**Problem requirements:**
Convert the data below into a numbered list with one line per item, skipping any blank lines. Leave the pictures out.

---*---

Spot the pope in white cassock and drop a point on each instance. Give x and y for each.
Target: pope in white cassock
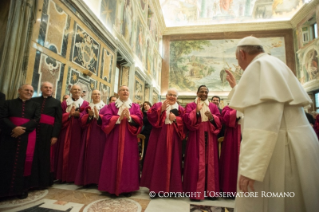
(279, 151)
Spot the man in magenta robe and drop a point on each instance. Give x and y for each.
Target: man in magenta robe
(162, 170)
(229, 156)
(20, 117)
(93, 141)
(122, 122)
(68, 147)
(202, 119)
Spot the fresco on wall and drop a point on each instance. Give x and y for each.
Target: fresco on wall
(107, 65)
(86, 83)
(127, 20)
(155, 97)
(54, 28)
(125, 76)
(108, 13)
(308, 63)
(206, 12)
(105, 93)
(140, 40)
(194, 63)
(47, 69)
(139, 91)
(85, 50)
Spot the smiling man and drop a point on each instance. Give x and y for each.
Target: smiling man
(201, 162)
(48, 131)
(122, 122)
(163, 161)
(68, 147)
(20, 118)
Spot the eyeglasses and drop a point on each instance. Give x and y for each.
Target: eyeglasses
(171, 95)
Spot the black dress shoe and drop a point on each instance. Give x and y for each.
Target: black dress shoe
(23, 195)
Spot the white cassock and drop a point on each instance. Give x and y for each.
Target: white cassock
(279, 149)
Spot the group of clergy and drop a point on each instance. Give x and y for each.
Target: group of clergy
(86, 143)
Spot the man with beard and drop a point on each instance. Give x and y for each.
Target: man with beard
(20, 118)
(201, 172)
(162, 170)
(48, 131)
(68, 147)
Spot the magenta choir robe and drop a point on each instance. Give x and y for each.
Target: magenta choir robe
(229, 156)
(93, 141)
(162, 169)
(68, 147)
(120, 165)
(201, 171)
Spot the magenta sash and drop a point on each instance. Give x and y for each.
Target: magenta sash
(45, 119)
(31, 144)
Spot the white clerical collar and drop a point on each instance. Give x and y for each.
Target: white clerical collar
(259, 56)
(70, 101)
(98, 106)
(127, 103)
(206, 101)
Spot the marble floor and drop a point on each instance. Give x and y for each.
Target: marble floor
(69, 197)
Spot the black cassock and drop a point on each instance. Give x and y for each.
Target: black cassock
(16, 154)
(49, 126)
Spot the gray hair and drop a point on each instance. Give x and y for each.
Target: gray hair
(46, 82)
(251, 50)
(172, 89)
(24, 85)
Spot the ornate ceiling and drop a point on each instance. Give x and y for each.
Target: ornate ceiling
(211, 12)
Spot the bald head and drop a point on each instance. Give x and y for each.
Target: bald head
(46, 89)
(25, 92)
(76, 91)
(96, 96)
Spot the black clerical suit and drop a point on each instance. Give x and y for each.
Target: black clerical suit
(49, 126)
(16, 154)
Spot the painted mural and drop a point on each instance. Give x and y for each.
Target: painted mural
(139, 91)
(194, 63)
(107, 65)
(206, 12)
(155, 97)
(308, 63)
(86, 83)
(140, 41)
(86, 51)
(125, 76)
(47, 69)
(128, 16)
(108, 13)
(54, 28)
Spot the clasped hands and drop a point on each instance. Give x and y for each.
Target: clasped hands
(17, 131)
(125, 113)
(171, 115)
(200, 106)
(92, 113)
(74, 113)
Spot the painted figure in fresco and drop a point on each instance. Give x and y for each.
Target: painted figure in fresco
(86, 51)
(50, 72)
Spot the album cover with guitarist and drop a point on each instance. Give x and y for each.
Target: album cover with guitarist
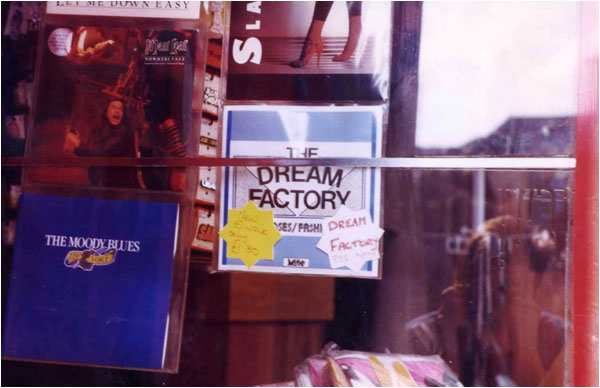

---*---

**Response to the task:**
1. Spot the pope in white cassock and drop a point on each instance. Give x and y for each.
2. Target: pope in white cassock
3. (279, 151)
4. Spot the man in magenta robe and drop a point on each instance. Give x and y for each.
5. Target: man in magenta robe
6. (162, 170)
7. (229, 156)
8. (20, 117)
9. (93, 141)
10. (122, 122)
11. (68, 147)
12. (202, 119)
13. Spot the fresco on wall and drop a point on each instance. Give x and y for each.
14. Target: fresco on wall
15. (107, 65)
16. (86, 83)
17. (127, 20)
18. (155, 97)
19. (54, 28)
20. (125, 76)
21. (108, 13)
22. (308, 63)
23. (206, 12)
24. (105, 93)
25. (140, 40)
26. (194, 63)
27. (47, 69)
28. (139, 91)
29. (85, 50)
30. Spot the smiling man and drop a point on each instance. Give x and y for each.
31. Target: smiling man
32. (201, 162)
33. (48, 131)
34. (122, 122)
35. (163, 161)
36. (68, 147)
37. (20, 118)
38. Spot the eyeglasses and drop a point on each instance. Give x and y for each.
39. Target: eyeglasses
40. (171, 95)
41. Spot the black dress shoe and drop a point on each instance. Give x and y for each.
42. Target: black dress shoe
43. (23, 195)
44. Spot the white cassock and drop a point on each instance. Give x and y for each.
45. Target: white cassock
46. (279, 149)
47. Spot the group of clergy and drop a point on each instance. Give x and y for each.
48. Target: group of clergy
49. (86, 143)
50. Spot the man with beard and drop a point on each instance. Give x and y for each.
51. Target: man with beard
52. (20, 118)
53. (201, 172)
54. (162, 170)
55. (48, 131)
56. (68, 147)
57. Spot the magenta choir robe and drop a point on each instance. Give x and y for each.
58. Target: magenta choir robe
59. (229, 156)
60. (93, 141)
61. (162, 169)
62. (68, 147)
63. (120, 165)
64. (201, 171)
65. Spot the magenta sash and drop a point on each instance. Give x and y for each.
66. Target: magenta sash
67. (45, 119)
68. (31, 144)
69. Spot the white clerical collar and drop a point on each instance. Give x and y for each.
70. Target: white clerical collar
71. (259, 56)
72. (70, 101)
73. (98, 106)
74. (127, 103)
75. (206, 101)
76. Spot the marble floor and drop a point on each instance. Give x and y for each.
77. Target: marble floor
78. (69, 197)
79. Spot the black cassock and drop a point on each instance. Give x and y for each.
80. Target: black cassock
81. (16, 154)
82. (49, 126)
83. Spot the gray hair and drop a point on each instance. Give x and y for each.
84. Target: gray hair
85. (46, 82)
86. (251, 50)
87. (172, 89)
88. (24, 85)
89. Spot the ornate ceiling and drop a point on each instance. Give x and y for each.
90. Target: ornate ceiling
91. (211, 12)
92. Spot the bald head and drop a point on each instance. Give x and y for each.
93. Target: bald head
94. (46, 89)
95. (25, 92)
96. (76, 91)
97. (96, 96)
98. Spot the black clerical suit and drop a point on each instance. Give x and y for each.
99. Target: black clerical suit
100. (49, 126)
101. (16, 154)
102. Spot the painted mural and drop a point on each instance. Give x and y for each.
103. Target: painted mural
104. (139, 91)
105. (194, 63)
106. (107, 65)
107. (206, 12)
108. (155, 97)
109. (308, 63)
110. (86, 83)
111. (140, 41)
112. (86, 51)
113. (125, 76)
114. (47, 69)
115. (128, 16)
116. (108, 13)
117. (54, 28)
118. Spot the clasped hands and drop a point on each instance. Give x and y for each.
119. Target: clasped hands
120. (17, 131)
121. (125, 113)
122. (171, 115)
123. (200, 106)
124. (92, 113)
125. (74, 113)
126. Spot the painted figure in fresco and drop a point on each instance. Give x and y for each.
127. Target: painted figure in fresco
128. (86, 51)
129. (50, 72)
130. Spot the album cover with guitarist and drop a point on each instance. Give x and y for each.
131. Target: album cover with guitarist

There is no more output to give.